Start of Task material

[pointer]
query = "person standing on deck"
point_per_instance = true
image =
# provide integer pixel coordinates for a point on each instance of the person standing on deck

End of Task material
Start of Task material

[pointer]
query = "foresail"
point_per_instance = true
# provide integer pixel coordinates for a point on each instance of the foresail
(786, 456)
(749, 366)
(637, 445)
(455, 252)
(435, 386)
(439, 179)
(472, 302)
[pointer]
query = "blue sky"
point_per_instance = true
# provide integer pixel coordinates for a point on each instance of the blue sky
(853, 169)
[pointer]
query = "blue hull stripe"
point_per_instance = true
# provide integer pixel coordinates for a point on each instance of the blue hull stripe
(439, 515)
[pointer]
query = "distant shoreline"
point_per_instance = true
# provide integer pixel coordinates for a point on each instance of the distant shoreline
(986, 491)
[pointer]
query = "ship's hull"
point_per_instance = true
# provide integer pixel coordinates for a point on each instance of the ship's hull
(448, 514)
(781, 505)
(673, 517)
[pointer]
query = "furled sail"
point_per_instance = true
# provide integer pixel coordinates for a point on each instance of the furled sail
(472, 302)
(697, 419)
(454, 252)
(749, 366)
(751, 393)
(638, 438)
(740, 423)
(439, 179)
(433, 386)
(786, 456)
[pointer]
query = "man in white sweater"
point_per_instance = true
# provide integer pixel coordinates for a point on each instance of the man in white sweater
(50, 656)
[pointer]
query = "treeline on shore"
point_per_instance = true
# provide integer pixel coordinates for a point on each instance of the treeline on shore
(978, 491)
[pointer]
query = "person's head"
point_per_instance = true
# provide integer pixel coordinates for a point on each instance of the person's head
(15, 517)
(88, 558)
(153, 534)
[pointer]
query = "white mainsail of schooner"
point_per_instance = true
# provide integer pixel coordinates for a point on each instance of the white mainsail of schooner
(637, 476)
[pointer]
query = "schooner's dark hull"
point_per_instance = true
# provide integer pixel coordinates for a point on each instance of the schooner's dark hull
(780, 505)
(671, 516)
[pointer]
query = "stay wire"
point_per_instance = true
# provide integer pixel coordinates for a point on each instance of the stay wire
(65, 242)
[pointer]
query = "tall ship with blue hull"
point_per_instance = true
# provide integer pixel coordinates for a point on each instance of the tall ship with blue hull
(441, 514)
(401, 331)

End of Task material

→ **Your task**
Filter the rows above, copying every line that contains the string "tall", with case counting.

→ **The response**
query = "tall ship with blue hull"
# provide integer pixel coordinates for a point on each instance of the tall ship with blue hull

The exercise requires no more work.